* PROVIDED PASSAGE
━━━━━━━━━━━━━━━━
The family — including his mother, daughter and brother — claimed in the lawsuit that they spent days trying to obtain his body. Once they received his body on Nov. 21, the family “suspected foul play, in part because of the Alabama Department of Corrections’ extensive and ongoing violations of basic human and constitutional rights,” said the lawsuit.

They hired a private pathologist to do a second autopsy. That doctor, Dr. Boris Datnow, discovered during his exam that Dotson’s body was missing his heart.

During a hearing in federal court in January, several prison officials testified, along with the director of the Alabama Department of Forensic Sciences.

No answers came during the three-hour hearing.

Lawyers for the prison system said that Dotson’s heart was inside his body when it left the facility. All people who die in custody have an autopsy, said multiple prison officials. Some of those autopsies are done at UAB, while the rest are conducted at the state level by the Department of Forensic Sciences.

Dotson’s autopsy was performed by the Alabama Department of Forensic Sciences, testimony revealed.

And attorneys for UAB argued that no one from the school performed the initial autopsy, nor had Dotson’s body or organs ever been in their custody. They were dismissed from the case previously.

The director of the Alabama Department of Forensic Sciences, Angelo Della Manna, said he hadn’t reviewed Dotson’s particular case file and couldn’t answer any questions about Dotson specifically.

He said that in a standard autopsy, a person will have their internal organs examined and then “sectioned,” or have pieces of tissue cut off, to be sent for further testing to determine cause and manner of death. The organs will then be put in a special biohazard bag and placed inside the body.

Those tissue sections are generally the only pieces of organs that would not be returned to the body, Della Manna said. He couldn’t name a reason why a fully intact organ wouldn’t be replaced in the body.

The judge wrote in her Wednesday order that the case was dismissed without prejudice, meaning the case can be refiled if new evidence is uncovered.

Last week, the same lawyer representing the Dotson family filed multiple lawsuits in state court against the prison system and UAB, representing more families who say their loved ones bodies were returned missing organs after dying in state custody and having an autopsy done at UAB.
━━━━━━━━━━━━━━━━
* RECORDS
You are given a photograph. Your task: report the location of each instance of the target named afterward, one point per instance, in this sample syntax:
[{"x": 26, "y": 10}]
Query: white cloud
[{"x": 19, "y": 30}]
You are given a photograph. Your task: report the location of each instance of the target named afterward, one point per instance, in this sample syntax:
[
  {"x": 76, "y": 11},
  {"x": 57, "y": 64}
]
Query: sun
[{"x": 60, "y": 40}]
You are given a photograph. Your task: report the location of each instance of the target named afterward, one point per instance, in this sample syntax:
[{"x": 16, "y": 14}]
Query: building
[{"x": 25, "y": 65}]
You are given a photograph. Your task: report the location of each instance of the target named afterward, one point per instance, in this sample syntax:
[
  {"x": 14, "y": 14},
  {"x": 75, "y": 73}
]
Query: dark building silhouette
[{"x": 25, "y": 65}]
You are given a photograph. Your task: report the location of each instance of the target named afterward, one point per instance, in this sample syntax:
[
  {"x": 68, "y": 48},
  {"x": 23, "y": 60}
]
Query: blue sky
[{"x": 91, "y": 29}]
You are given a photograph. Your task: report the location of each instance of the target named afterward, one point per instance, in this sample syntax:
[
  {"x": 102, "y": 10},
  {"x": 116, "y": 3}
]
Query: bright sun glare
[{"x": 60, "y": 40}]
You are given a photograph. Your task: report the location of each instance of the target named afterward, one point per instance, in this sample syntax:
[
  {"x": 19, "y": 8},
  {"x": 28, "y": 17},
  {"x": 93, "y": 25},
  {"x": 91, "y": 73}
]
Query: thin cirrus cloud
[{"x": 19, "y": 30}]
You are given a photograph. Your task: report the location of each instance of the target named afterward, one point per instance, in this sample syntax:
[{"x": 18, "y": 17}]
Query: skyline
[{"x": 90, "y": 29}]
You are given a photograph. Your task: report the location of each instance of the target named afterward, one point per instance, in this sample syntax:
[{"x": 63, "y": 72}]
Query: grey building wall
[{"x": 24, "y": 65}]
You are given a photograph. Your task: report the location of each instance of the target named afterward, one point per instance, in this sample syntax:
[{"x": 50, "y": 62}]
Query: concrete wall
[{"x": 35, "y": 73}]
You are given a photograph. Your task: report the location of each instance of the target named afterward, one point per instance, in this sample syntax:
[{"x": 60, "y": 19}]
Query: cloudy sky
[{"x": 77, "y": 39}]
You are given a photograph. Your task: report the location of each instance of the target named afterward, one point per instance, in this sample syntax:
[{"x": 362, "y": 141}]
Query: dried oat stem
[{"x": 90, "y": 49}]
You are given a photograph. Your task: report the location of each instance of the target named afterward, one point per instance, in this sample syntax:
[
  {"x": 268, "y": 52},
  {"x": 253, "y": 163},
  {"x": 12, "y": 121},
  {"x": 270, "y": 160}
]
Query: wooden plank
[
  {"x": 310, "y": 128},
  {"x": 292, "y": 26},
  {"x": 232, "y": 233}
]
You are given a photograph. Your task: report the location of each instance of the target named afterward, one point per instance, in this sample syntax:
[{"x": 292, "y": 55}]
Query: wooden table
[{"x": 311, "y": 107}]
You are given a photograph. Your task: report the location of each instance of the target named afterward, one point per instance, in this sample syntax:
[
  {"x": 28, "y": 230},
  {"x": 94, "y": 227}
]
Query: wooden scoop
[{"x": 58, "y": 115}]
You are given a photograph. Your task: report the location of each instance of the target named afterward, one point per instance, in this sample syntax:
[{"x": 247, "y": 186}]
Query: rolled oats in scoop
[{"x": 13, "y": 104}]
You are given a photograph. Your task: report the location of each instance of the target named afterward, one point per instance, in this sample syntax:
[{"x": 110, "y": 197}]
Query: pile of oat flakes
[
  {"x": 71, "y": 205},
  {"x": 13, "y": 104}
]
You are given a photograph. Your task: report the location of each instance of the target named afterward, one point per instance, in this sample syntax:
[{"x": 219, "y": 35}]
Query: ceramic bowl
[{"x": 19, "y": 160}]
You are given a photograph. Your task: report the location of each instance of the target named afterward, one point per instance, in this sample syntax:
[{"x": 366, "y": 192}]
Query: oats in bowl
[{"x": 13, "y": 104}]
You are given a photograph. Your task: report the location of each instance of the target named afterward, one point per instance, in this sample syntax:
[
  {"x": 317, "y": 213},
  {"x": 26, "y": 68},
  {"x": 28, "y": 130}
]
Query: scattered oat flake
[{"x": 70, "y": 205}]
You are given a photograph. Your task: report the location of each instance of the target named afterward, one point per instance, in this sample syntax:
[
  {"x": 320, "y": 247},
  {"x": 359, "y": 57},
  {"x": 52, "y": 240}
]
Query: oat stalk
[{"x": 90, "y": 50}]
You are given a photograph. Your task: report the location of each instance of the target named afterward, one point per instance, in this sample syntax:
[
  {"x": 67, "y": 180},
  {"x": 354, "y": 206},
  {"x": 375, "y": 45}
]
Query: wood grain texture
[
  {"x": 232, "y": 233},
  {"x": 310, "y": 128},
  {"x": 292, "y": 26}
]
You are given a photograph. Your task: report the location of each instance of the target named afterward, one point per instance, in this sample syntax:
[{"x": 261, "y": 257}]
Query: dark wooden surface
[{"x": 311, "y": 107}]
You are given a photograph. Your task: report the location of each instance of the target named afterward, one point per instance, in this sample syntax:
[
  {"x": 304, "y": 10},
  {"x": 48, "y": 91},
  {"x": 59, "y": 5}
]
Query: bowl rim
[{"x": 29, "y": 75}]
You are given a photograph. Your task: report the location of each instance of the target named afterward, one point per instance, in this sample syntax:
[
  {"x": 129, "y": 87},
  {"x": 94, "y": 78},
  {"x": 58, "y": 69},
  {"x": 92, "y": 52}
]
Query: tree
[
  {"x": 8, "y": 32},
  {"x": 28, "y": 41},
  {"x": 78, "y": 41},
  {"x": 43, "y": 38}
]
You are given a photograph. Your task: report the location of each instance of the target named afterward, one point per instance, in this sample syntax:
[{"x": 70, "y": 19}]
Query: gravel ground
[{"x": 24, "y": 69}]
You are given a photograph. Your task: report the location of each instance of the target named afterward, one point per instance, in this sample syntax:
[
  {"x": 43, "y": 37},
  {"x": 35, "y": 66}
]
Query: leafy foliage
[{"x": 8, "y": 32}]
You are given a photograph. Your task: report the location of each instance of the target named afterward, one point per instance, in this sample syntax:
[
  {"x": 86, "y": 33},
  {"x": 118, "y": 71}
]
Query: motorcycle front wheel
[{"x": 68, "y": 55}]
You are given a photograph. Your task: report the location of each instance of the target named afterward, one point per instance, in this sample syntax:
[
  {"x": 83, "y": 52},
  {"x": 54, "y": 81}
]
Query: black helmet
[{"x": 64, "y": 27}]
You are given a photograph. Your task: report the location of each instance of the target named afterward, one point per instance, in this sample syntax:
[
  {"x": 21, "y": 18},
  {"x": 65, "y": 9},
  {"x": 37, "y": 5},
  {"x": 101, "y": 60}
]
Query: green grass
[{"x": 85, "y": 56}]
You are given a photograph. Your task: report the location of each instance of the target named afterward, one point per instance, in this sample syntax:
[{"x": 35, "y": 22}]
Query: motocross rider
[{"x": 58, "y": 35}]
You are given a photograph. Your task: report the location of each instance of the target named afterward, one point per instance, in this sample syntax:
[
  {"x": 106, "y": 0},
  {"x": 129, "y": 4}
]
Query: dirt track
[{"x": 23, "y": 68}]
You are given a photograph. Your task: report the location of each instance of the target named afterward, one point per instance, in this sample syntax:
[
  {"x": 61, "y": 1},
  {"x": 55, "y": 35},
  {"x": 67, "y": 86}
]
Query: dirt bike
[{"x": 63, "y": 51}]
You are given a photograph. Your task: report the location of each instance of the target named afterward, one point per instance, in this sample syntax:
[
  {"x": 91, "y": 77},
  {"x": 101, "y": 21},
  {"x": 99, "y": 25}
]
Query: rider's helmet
━━━━━━━━━━━━━━━━
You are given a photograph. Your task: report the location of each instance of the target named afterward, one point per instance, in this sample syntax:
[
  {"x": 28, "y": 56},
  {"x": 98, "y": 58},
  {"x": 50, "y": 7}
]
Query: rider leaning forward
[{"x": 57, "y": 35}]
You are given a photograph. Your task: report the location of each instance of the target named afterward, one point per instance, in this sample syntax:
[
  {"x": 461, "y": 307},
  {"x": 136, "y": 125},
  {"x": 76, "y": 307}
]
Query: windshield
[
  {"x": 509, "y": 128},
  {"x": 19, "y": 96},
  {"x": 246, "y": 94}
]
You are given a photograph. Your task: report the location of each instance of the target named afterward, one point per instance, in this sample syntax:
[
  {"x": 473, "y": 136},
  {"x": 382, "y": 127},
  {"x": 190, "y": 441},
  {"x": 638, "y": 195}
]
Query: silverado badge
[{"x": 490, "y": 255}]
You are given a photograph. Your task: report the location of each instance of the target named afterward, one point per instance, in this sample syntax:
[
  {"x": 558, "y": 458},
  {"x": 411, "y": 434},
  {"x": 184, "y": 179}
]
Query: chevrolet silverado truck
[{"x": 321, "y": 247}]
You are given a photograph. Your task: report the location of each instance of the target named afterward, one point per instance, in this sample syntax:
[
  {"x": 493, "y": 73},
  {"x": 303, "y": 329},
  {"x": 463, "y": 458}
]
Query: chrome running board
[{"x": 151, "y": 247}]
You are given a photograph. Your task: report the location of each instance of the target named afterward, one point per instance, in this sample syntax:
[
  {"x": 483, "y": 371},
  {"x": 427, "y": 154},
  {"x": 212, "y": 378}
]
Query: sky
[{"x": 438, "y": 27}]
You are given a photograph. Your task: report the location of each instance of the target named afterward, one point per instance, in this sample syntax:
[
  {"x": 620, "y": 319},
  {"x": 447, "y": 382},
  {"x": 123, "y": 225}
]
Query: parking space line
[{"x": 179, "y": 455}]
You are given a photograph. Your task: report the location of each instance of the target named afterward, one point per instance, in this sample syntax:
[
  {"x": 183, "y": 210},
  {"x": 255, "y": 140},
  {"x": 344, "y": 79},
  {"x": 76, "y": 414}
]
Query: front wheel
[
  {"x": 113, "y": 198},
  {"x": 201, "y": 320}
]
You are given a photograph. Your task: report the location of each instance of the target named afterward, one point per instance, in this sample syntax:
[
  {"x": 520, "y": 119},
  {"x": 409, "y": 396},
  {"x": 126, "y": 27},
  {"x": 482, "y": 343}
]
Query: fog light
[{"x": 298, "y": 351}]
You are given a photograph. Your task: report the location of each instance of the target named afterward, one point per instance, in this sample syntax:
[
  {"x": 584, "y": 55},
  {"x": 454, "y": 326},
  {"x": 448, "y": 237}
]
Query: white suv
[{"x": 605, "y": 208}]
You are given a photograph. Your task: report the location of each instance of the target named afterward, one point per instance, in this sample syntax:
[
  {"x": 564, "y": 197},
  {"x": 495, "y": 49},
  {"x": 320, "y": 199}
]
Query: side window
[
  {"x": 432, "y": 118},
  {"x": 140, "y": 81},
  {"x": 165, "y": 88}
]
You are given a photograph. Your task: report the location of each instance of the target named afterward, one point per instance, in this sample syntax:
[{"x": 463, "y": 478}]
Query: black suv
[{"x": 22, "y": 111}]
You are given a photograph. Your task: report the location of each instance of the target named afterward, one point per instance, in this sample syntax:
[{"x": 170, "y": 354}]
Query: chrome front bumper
━━━━━━━━━━━━━━━━
* TO BE DONE
#1 Reproduce the passage of the Dotson lawsuit article starting at "Dotson’s autopsy was" and ending at "the case previously.".
#2 According to the Dotson lawsuit article, which private pathologist did the family hire to perform a second autopsy?

* ANSWER LIST
#1
Dotson’s autopsy was performed by the Alabama Department of Forensic Sciences, testimony revealed.

And attorneys for UAB argued that no one from the school performed the initial autopsy, nor had Dotson’s body or organs ever been in their custody. They were dismissed from the case previously.

#2 Dr. Boris Datnow